- BRIEF:
Arrange the records below as a numbered list, dropping blank lines, from the first line of the records through the line that contains "pixel 470 46". Omit the pictures.

*** PROVIDED INFORMATION

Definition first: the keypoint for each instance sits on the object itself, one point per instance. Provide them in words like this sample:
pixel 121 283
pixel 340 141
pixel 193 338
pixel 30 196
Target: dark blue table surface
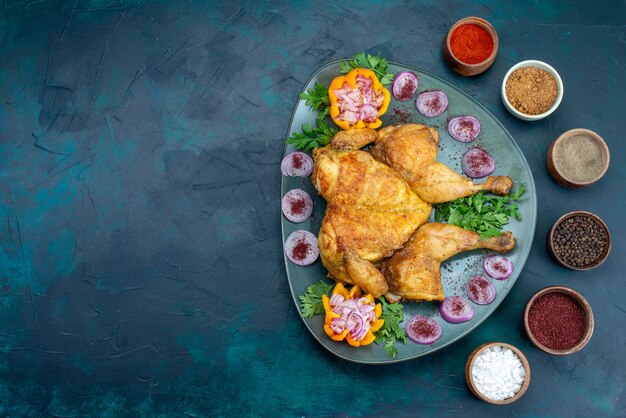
pixel 141 266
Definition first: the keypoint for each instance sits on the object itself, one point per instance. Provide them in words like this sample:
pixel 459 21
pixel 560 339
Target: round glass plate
pixel 454 272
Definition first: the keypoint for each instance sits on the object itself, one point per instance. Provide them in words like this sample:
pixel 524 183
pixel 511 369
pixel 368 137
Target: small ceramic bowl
pixel 557 152
pixel 588 313
pixel 461 67
pixel 545 67
pixel 564 263
pixel 470 379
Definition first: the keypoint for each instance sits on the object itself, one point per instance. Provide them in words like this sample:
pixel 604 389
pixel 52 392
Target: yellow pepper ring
pixel 350 78
pixel 355 292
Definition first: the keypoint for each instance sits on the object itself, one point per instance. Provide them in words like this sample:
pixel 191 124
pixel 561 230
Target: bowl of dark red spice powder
pixel 532 90
pixel 578 158
pixel 558 320
pixel 579 240
pixel 470 46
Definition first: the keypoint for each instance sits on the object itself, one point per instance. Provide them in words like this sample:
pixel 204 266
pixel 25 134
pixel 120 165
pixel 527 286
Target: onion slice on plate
pixel 480 290
pixel 498 267
pixel 423 330
pixel 404 85
pixel 301 247
pixel 432 103
pixel 297 205
pixel 477 163
pixel 296 164
pixel 464 128
pixel 455 309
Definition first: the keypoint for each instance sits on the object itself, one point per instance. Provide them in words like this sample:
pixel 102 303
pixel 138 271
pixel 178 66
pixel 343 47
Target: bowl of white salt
pixel 497 373
pixel 578 158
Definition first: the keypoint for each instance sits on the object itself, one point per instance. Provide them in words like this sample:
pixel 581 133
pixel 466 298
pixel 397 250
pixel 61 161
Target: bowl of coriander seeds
pixel 532 90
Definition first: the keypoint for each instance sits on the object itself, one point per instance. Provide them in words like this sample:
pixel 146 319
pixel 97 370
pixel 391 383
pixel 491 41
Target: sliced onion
pixel 480 290
pixel 455 309
pixel 404 85
pixel 301 247
pixel 498 267
pixel 423 330
pixel 432 103
pixel 477 163
pixel 464 128
pixel 297 205
pixel 355 325
pixel 296 164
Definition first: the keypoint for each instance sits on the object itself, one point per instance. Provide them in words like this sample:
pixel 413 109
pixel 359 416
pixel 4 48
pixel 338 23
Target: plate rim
pixel 523 256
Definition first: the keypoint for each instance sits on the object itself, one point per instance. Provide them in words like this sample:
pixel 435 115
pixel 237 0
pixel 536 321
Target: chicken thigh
pixel 371 211
pixel 412 151
pixel 414 271
pixel 377 200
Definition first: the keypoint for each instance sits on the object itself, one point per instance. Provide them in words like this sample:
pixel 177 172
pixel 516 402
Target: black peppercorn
pixel 579 241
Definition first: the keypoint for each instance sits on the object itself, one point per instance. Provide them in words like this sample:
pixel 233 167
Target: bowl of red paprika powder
pixel 558 320
pixel 471 46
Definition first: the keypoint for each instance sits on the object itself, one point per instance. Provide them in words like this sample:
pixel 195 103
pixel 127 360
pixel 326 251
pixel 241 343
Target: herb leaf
pixel 311 301
pixel 391 330
pixel 316 96
pixel 373 62
pixel 482 213
pixel 312 137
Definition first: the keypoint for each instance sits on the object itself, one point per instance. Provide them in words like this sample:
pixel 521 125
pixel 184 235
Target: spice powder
pixel 531 90
pixel 579 158
pixel 557 321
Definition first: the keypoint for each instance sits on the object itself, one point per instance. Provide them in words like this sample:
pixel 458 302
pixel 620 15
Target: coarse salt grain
pixel 498 373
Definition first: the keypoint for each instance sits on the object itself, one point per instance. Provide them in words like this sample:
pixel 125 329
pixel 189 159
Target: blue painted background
pixel 141 268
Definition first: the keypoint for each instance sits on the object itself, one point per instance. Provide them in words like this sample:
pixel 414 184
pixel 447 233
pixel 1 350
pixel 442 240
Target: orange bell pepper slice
pixel 350 79
pixel 353 293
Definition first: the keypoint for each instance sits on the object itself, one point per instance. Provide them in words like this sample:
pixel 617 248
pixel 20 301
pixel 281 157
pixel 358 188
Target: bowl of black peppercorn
pixel 579 240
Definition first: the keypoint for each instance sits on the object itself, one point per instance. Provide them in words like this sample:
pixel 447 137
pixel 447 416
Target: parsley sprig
pixel 312 137
pixel 317 99
pixel 373 62
pixel 391 331
pixel 482 213
pixel 311 301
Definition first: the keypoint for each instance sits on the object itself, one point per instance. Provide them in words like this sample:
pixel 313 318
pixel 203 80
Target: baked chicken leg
pixel 414 271
pixel 412 151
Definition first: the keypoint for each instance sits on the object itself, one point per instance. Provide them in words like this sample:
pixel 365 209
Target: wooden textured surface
pixel 141 266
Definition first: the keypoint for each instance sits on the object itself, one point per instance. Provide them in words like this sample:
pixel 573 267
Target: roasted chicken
pixel 413 272
pixel 377 199
pixel 411 150
pixel 371 211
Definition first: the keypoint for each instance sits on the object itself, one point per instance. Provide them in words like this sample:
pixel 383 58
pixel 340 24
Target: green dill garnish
pixel 483 213
pixel 391 330
pixel 317 97
pixel 312 137
pixel 311 301
pixel 373 62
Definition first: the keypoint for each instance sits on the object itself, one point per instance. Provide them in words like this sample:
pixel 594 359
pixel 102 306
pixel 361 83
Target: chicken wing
pixel 371 211
pixel 412 151
pixel 414 271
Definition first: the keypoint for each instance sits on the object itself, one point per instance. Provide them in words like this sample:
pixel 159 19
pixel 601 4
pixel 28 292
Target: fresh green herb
pixel 311 137
pixel 482 213
pixel 316 97
pixel 311 301
pixel 391 330
pixel 374 63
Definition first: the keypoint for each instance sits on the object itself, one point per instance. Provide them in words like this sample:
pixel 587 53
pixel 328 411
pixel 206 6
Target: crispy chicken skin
pixel 412 151
pixel 371 211
pixel 414 271
pixel 377 200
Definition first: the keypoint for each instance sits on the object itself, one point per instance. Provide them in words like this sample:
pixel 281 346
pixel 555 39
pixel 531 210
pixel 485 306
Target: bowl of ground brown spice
pixel 532 90
pixel 558 320
pixel 578 158
pixel 579 240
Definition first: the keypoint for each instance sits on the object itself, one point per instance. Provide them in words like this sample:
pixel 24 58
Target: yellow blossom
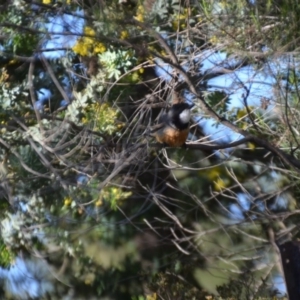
pixel 139 17
pixel 220 184
pixel 124 35
pixel 67 201
pixel 99 48
pixel 89 31
pixel 99 203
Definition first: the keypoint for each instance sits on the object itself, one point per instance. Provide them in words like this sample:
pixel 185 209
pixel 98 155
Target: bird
pixel 173 126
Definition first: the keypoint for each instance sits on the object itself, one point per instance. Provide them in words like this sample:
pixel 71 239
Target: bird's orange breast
pixel 172 137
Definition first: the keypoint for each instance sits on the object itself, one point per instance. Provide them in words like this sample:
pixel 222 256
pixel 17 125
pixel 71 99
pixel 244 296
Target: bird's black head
pixel 179 115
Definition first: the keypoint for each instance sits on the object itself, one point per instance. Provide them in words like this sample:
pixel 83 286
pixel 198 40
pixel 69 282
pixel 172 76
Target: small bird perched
pixel 173 127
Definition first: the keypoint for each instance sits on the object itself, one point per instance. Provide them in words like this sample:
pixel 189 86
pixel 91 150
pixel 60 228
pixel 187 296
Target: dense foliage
pixel 91 206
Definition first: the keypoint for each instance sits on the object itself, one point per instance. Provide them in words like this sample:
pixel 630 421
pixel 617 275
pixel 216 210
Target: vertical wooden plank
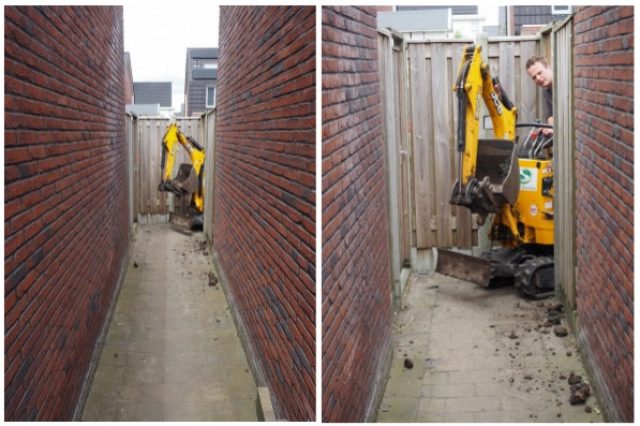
pixel 421 119
pixel 464 236
pixel 401 69
pixel 528 106
pixel 144 169
pixel 441 144
pixel 507 71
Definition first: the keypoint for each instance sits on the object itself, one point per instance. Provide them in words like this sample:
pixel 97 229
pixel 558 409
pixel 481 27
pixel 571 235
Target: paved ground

******

- CORRECT RESPONSE:
1. Definition first: the keypoint for each instance sits on the object itself, one point per instance. Provide them in words like this sample:
2. pixel 121 283
3. pixel 340 141
4. pixel 193 338
5. pixel 30 196
6. Target: dark blue table surface
7. pixel 141 266
8. Definition first: the keypoint for each instance sits on the object itself, one point per instance. Provide them in words like this sample:
9. pixel 459 21
10. pixel 560 339
11. Target: round glass plate
12. pixel 454 272
13. Definition first: the keypoint for each instance sits on the object itself, one point per instance. Provide them in words like this sample:
14. pixel 524 183
15. pixel 511 369
16. pixel 368 137
17. Target: small ceramic bowl
18. pixel 557 152
19. pixel 588 313
20. pixel 461 67
21. pixel 545 67
22. pixel 564 263
23. pixel 470 379
24. Definition first: the keypoint for each instance sits on the object itself, one point per instance. Provide them in words like this sample:
25. pixel 604 389
26. pixel 52 392
27. Target: yellow pepper ring
28. pixel 350 78
29. pixel 355 292
30. Definition first: the keypoint for each instance sits on the object itself, one point per instance. Provide them in words like this sample:
31. pixel 191 124
32. pixel 561 230
33. Target: bowl of dark red spice powder
34. pixel 532 90
35. pixel 578 158
36. pixel 558 320
37. pixel 579 240
38. pixel 470 46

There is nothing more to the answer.